§ Extracted text:
Upon seeing election workers on TV poring over paper ballots and analyzing “hanging chads” during the contested 2000 election, many were aghast. “How could the United States use such ‘backwards technology?!’” was the cry. But as people advocated electronic voting, I and others pointed out the obvious: Such technology allows the massive alteration of votes via software manipulation — perhaps by just one person. This is why, warns a top-notch computer engineer writing in 2020, for our Republic to live, software-based voting must die.
That man, Hank Wallace, has sterling credentials that include writing more than a million lines of code for major companies during the last 42 years and having been granted quite a few patents. Living and breathing his work, Wallace is a man who’ll lie awake in bed at night designing systems and algorithms in his mind. It should thus give us pause when he says that putting his own ballot in an electronic voting machine sickens him because, he laments, he “cannot see what’s behind the algorithmic curtain.”
“You see, the great thing about software is that you can have a chunk of expensive electronic and mechanical hardware sitting there, and you can easily change the function of it with a simple software update,” Wallace writes at American Thinker. This is great for software developers, he says, but disastrous when applied to systems critical to our Republic because they can be too easily corrupted.

§ What you should do:
Answer these from the piece on electronic voting:
1. In what year was the contested election that brought on the "hanging chads" scrutiny?
2. How many lines of code has Hank Wallace written for major companies?
3. On what site does Wallace write about software updates?
The records have nothing to do with the piece on electronic voting.

§ Extracted information:
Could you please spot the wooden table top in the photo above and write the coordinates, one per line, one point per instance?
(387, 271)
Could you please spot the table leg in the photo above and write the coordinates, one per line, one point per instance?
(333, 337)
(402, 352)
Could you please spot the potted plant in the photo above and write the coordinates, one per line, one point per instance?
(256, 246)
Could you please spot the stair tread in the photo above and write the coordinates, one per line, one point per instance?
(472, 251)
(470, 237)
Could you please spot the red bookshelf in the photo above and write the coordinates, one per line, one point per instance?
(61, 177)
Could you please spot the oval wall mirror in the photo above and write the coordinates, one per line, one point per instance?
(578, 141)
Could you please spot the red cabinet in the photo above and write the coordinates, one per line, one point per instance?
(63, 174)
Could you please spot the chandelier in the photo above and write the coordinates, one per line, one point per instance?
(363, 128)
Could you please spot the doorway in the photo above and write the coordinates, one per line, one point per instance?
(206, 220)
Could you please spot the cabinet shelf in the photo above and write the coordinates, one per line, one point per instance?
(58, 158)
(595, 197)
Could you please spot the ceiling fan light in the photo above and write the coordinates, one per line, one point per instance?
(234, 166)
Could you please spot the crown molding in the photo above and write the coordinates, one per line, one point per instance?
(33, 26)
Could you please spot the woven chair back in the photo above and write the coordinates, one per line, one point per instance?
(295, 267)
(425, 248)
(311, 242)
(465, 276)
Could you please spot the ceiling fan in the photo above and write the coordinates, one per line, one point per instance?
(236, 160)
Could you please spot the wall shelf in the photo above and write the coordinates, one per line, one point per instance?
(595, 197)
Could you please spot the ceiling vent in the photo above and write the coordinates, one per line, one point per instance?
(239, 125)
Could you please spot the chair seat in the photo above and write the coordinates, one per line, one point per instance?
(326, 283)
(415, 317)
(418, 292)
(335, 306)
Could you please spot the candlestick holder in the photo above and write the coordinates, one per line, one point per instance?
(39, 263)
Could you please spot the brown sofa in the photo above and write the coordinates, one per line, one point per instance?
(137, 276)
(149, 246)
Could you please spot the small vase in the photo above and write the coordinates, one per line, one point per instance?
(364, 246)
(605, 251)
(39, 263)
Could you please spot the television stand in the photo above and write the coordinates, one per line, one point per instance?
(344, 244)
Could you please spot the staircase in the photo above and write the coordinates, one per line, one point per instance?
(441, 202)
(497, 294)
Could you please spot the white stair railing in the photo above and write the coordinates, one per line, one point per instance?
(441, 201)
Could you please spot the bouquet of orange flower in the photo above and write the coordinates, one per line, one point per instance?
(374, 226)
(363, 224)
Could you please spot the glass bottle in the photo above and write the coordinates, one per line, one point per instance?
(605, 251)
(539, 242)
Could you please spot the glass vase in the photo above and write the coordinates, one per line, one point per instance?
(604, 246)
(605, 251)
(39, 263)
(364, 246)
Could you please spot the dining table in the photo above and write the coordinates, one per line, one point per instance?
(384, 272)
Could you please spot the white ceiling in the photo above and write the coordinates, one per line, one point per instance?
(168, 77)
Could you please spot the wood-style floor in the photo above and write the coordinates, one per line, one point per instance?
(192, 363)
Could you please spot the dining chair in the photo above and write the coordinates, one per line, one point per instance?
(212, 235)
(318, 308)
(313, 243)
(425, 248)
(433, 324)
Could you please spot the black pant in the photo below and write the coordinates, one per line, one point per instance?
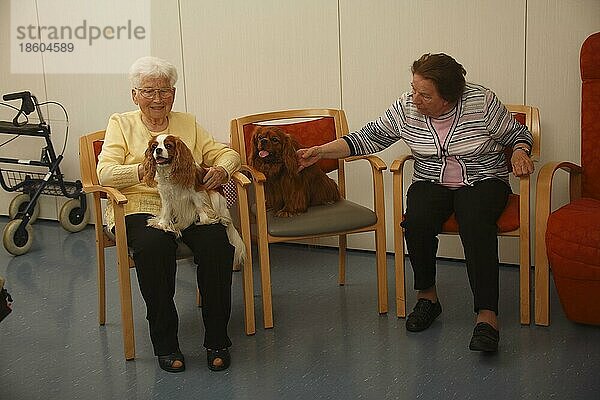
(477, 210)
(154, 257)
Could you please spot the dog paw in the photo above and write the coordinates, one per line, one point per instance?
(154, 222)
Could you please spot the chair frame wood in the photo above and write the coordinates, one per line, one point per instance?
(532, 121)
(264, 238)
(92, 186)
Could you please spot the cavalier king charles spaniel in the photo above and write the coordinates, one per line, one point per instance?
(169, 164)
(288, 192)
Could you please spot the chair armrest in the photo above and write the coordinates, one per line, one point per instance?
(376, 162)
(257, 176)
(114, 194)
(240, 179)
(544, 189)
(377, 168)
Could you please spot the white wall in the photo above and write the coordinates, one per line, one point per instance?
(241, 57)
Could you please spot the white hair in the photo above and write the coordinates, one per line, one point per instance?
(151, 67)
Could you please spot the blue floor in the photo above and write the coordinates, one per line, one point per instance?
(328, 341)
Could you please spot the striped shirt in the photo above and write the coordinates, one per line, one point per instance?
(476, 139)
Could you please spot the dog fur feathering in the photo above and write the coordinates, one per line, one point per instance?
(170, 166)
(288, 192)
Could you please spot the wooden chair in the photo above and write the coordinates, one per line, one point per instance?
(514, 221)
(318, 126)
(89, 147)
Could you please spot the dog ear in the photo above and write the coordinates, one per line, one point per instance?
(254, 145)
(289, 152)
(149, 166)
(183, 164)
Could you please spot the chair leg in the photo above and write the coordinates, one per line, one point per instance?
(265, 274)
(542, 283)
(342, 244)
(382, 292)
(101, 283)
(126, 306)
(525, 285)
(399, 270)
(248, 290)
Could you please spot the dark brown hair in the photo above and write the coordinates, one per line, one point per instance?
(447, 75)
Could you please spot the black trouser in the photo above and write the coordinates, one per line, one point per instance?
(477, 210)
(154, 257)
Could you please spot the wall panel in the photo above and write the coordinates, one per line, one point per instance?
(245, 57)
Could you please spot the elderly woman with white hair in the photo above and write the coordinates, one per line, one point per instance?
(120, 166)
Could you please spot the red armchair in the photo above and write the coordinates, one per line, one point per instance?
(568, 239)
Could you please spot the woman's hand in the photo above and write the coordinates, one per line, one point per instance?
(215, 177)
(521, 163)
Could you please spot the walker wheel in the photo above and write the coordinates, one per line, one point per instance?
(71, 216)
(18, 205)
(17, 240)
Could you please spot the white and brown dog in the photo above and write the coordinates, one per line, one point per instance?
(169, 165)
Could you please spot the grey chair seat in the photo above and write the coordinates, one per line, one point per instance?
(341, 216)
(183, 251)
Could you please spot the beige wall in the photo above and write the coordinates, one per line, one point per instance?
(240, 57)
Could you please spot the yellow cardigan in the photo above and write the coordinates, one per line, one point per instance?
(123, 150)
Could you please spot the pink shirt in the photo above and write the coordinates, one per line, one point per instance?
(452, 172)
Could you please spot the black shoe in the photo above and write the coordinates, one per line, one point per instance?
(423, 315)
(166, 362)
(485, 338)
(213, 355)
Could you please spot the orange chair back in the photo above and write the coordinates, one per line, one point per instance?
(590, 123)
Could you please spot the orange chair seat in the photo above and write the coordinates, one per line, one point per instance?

§ Written solution:
1. 2000
2. More than a million
3. American Thinker